Data Block Start

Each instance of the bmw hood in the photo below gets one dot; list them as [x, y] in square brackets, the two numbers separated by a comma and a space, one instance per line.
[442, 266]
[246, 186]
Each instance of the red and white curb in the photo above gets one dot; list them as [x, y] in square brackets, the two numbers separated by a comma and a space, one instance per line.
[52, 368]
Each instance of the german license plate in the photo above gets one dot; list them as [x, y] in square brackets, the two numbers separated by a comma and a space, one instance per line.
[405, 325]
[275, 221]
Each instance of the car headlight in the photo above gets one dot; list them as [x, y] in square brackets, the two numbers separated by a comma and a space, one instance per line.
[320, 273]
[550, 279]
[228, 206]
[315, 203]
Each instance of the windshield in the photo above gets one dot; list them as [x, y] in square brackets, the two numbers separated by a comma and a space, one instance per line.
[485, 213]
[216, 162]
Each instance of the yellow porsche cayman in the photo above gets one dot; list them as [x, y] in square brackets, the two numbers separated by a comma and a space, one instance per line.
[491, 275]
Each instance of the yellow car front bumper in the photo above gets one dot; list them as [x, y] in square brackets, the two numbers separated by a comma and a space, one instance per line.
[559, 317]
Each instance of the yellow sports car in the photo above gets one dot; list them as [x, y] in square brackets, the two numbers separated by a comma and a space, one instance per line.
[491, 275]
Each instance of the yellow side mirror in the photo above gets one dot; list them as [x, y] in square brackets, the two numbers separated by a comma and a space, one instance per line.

Data Block End
Data Block Start

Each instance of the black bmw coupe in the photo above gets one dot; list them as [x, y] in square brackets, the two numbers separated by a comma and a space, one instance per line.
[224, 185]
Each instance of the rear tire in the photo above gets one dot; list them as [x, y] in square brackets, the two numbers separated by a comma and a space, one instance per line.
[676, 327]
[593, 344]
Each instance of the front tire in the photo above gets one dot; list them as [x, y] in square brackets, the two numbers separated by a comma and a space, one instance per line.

Data Block End
Data Block Start

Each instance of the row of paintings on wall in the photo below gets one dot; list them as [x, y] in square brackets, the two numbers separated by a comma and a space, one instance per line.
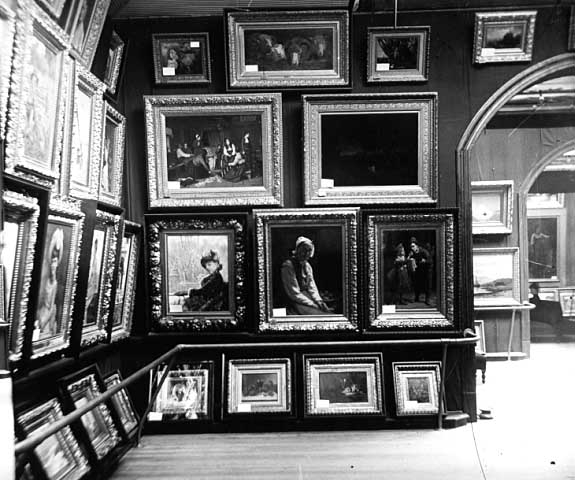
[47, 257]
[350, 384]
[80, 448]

Data Block End

■ **Problem statement**: In the listing above, start at the line with "Each instance of the windshield", go on through the line with "Each instance of the yellow side", and copy each of those lines exactly; leave out all the rest.

■ **Expected answer**:
Each instance of the windshield in the photo above gets one dot; list them as [x, y] in square brackets, the two numbers separated by a comma and a space, one instance per line.
[485, 213]
[216, 162]
Each instance of the yellow porsche cayman in the photo above gets one dot; list them as [x, y] in square brackets, the two numbers separated by a comma and a space, one instance per line.
[491, 275]
Each instance of the yellow car front bumper in the photo above gets one dot; list them as [x, y] in square brackets, the two numbers separated by a comma and a space, one instance per line.
[559, 317]
Each instance of the yellow sports car in the photo above gets one dot; list them as [x, y] in square brackets, the two numbers separated by a comma and a space, one instance per line.
[491, 275]
Each instance of the yellow side mirror in the photo above gets one dot; list them as [x, y] in square brackets, the two numbers separated by a comma and a space, one instance per line.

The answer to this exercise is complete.